> _Records shown_

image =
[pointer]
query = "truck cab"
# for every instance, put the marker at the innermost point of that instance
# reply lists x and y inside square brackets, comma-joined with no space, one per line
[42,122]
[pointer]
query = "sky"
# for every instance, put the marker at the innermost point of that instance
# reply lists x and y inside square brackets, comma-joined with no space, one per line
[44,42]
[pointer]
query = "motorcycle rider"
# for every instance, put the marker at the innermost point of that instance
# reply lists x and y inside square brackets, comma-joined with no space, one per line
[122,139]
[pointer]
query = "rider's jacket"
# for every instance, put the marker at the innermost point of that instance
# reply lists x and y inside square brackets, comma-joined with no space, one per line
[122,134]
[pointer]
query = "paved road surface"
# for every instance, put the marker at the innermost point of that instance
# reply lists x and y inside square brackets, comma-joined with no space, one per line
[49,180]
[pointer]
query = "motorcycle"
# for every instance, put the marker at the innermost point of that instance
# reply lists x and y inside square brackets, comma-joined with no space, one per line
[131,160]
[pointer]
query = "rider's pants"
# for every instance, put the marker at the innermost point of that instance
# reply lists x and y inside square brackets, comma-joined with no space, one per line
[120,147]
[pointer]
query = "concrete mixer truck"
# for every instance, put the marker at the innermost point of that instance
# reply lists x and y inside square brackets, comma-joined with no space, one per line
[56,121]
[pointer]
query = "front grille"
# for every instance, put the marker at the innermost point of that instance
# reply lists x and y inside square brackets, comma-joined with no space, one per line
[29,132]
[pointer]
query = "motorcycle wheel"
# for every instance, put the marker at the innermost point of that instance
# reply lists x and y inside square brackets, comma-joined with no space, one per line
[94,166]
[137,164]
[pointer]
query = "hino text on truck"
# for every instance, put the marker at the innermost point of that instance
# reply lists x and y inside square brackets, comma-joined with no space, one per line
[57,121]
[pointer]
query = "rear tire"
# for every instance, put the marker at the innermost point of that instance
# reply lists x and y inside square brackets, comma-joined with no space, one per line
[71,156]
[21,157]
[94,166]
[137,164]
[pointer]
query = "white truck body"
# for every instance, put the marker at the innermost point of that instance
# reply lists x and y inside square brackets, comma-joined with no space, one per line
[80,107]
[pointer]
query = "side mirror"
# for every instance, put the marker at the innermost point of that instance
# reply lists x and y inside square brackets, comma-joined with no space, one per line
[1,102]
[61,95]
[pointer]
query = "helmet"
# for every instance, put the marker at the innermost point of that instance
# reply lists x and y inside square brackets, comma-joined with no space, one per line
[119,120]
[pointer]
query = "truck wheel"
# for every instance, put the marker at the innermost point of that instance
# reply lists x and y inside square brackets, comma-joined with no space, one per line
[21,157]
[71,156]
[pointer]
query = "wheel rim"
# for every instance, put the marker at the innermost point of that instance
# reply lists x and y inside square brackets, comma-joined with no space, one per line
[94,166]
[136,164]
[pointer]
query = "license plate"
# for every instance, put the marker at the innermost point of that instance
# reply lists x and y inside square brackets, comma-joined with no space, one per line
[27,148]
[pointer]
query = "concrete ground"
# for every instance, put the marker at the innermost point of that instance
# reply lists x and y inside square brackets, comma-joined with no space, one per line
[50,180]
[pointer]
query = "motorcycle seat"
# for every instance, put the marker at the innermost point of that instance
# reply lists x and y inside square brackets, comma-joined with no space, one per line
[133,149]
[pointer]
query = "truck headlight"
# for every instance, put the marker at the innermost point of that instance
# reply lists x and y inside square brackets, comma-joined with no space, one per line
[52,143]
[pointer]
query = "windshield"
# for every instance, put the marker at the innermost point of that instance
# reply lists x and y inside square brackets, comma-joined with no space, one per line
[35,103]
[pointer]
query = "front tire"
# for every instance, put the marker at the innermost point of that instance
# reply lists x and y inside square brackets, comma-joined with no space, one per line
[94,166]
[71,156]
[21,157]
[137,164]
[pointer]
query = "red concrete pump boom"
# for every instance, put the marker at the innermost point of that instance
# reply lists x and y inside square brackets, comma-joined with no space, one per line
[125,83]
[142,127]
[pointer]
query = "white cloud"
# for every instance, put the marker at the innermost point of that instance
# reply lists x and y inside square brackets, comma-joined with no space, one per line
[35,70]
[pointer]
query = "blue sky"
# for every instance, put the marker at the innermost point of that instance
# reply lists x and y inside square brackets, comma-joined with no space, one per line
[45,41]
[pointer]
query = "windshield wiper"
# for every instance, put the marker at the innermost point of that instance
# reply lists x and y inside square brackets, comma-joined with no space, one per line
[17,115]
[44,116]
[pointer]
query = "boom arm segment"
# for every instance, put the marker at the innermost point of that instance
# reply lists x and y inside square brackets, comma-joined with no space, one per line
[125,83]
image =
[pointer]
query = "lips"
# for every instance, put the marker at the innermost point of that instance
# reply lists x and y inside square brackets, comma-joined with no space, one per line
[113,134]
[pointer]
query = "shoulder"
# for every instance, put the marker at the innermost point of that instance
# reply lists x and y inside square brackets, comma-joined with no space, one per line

> _Problem description_
Copy out each record exactly as given, omitting none.

> _Response_
image =
[pointer]
query = "truck cab"
# for every instance, put the marker at the innermost point of that instance
# reply lists x and y inside square brackets, comma-joined with no space, one per line
[42,122]
[pointer]
query = "sky"
# for every instance, put the marker at the innermost point of that instance
# reply lists x and y inside square brackets, comma-joined with no space, one per line
[44,42]
[pointer]
query = "motorcycle rider"
# for every instance, put the marker at the innermost point of that instance
# reply lists x and y inside square brackets, comma-joined with no space, one per line
[122,139]
[pointer]
query = "rider's jacket"
# for every instance, put the marker at the innermost point of that instance
# reply lists x and y inside square brackets, comma-joined with no space, one per line
[122,134]
[pointer]
query = "paved road surface"
# for every instance, put the marker at the innermost point of that instance
# reply lists x and y inside square brackets, comma-joined with no space, one per line
[49,180]
[pointer]
query = "motorcycle"
# for every instance, put the marker at the innermost point of that instance
# reply lists x and y inside square brackets, comma-joined with no space, one per line
[131,160]
[pointer]
query = "rider's pants"
# for every instance, put the marker at the innermost point of that instance
# reply lists x and y inside square brackets, comma-joined with no space, one per line
[120,147]
[pointer]
query = "concrete mixer truck"
# for every instance, put the marker at the innermost point of that instance
# reply lists x and y inside square brackets, comma-joined with no space, one per line
[56,121]
[pointer]
query = "front grille"
# for every instance, put the marker at the innermost point of that instance
# reply lists x and y inside square brackets, comma-joined with no space, one per line
[29,132]
[pointer]
query = "motorcycle wheel"
# for every instance, put the marker at the innermost point of that instance
# reply lists x and y inside square brackets, comma-joined with no space, one per line
[94,166]
[137,164]
[pointer]
query = "hino text on truck"
# for every instance, put the marker at the innermost point of that instance
# reply lists x and y inside square brackets, comma-joined with no space, one per line
[57,121]
[pointer]
query = "rear tire"
# for every instance, put the marker at the innermost point of that instance
# reply lists x and y inside square brackets, comma-joined with no space, one per line
[71,156]
[21,157]
[94,166]
[137,164]
[pointer]
query = "white truck body"
# for every instance, put the marker at the innermost point of that instance
# reply lists x and y inside square brackets, comma-joined with no space, one per line
[80,107]
[pointer]
query = "side mirror"
# for every instance, put the marker at the innermost point of that instance
# reply lists x and y inside square brackets, comma-joined with no space, one per line
[1,102]
[61,95]
[pointer]
query = "helmet"
# for every instance, put the marker at the innermost point of that instance
# reply lists x and y inside square brackets, comma-joined with no space, one per line
[119,120]
[pointer]
query = "truck wheel"
# for every instance, put the marker at the innermost point of that instance
# reply lists x and y inside square brackets, comma-joined with no space, one per line
[21,157]
[71,156]
[pointer]
query = "wheel rim"
# for every instance, put the marker at the innermost point of that instance
# reply lists x and y inside square brackets, comma-joined with no space, one per line
[94,166]
[136,164]
[pointer]
query = "license plate"
# for every instance, put the marker at the innermost point of that instance
# reply lists x and y inside square brackets, comma-joined with no space, one per line
[27,148]
[pointer]
query = "concrete ground"
# for every instance, put the marker at the innermost point of that instance
# reply lists x and y inside square brackets, comma-joined with no space, one per line
[50,180]
[pointer]
query = "motorcycle seat"
# for every instance, put the marker at the innermost point of that instance
# reply lists x and y inside square brackets, comma-joined with no space, one per line
[133,149]
[pointer]
query = "truck headlight"
# for every instance, put the marker at the innermost point of that instance
# reply lists x and y inside square brackets, comma-joined with no space, one per line
[52,143]
[pointer]
query = "windshield"
# for every instance, put the marker at the innermost point of that instance
# reply lists x and y inside square brackets, comma-joined with no space, one per line
[35,103]
[pointer]
query = "front tire"
# for every instance, put the marker at the innermost point of that instance
# reply lists x and y inside square brackets, comma-joined with no space, one per line
[94,166]
[71,156]
[21,157]
[137,164]
[pointer]
query = "red concrete pump boom"
# for every instance, put the marker at the innermost point of that instance
# reply lists x and y inside square brackets, comma-joined with no space, one per line
[125,83]
[142,127]
[pointer]
query = "white cloud"
# for every instance, put the marker at the innermost point of that instance
# reply lists x and y inside square brackets, comma-joined with no space, one per line
[35,70]
[pointer]
query = "blue sky"
# for every instance, put the marker at the innermost point of that instance
# reply lists x and y inside square brackets, comma-joined with no space, one per line
[45,41]
[pointer]
query = "windshield wiper"
# for every instance, put the marker at the innermost point of that instance
# reply lists x and y inside square brackets, comma-joined with no space, one per line
[17,115]
[44,116]
[pointer]
query = "boom arm segment"
# for every instance, put the marker at the innermost point of that instance
# reply lists x and y inside square brackets, comma-joined with no space, one per line
[125,83]
image =
[pointer]
query = "lips"
# for every instance, put the marker at the innermost point of that instance
# reply lists x and y inside square brackets, comma-joined with no space, one per line
[113,134]
[pointer]
query = "shoulder"
# for every instance, put the marker at the innermost point of that instance
# reply lists x and y inside square brackets, comma-joined with no space, one per line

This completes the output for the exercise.